++++ SOURCE INFORMATION
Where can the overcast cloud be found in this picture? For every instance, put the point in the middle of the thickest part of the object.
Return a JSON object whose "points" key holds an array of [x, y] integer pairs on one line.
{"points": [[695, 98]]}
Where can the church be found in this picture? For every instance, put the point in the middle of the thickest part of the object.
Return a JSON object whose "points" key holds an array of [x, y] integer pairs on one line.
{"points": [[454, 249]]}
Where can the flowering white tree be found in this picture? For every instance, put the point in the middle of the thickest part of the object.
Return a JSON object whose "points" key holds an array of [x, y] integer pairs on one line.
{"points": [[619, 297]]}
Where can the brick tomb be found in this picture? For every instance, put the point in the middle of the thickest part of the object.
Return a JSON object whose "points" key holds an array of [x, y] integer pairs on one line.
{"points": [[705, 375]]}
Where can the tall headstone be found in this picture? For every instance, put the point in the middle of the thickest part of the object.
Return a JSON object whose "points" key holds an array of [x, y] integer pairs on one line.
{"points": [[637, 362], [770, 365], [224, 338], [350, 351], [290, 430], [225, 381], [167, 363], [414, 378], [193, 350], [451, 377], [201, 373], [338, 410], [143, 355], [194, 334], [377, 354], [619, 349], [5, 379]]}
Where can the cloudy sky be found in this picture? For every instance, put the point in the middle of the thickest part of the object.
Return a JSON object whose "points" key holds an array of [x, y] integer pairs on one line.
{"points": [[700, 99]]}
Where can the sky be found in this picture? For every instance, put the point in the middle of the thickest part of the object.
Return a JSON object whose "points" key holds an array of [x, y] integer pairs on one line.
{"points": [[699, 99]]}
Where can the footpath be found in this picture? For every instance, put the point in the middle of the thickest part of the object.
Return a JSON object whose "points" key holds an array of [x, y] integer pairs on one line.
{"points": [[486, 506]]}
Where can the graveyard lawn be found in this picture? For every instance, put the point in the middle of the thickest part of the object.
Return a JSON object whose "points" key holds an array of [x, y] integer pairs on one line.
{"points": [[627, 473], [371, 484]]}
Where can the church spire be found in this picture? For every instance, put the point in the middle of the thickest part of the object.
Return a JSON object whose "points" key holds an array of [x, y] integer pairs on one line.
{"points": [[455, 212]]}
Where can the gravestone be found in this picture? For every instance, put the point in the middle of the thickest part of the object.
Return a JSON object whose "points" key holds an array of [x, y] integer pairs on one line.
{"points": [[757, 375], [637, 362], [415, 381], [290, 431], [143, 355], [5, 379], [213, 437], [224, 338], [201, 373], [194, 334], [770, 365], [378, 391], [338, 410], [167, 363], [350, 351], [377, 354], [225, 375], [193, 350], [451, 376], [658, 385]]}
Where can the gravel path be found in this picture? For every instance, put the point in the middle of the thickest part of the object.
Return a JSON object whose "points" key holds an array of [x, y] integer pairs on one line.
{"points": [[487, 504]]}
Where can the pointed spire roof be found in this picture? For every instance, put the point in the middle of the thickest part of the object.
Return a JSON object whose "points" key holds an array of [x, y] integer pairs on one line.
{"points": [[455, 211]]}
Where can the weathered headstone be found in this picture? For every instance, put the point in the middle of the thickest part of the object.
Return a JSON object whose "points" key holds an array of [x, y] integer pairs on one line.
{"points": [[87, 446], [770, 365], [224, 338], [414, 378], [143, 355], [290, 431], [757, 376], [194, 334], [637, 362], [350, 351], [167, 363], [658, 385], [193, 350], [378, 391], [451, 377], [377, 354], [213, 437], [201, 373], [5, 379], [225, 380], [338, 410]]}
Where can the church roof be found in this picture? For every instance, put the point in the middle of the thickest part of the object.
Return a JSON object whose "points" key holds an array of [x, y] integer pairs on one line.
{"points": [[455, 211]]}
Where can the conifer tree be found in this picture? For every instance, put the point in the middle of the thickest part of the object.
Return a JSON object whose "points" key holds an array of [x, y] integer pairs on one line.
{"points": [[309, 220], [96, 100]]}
++++++++
When a line in the listing has the string "tree" in it, return that line.

Where can the flowering white tree be found in this picture? For every instance, put the point in the middle of the thickest part of the object.
Where can the conifer tree be found in this picture? For every instance, put the point in the middle of the thickest part of the object.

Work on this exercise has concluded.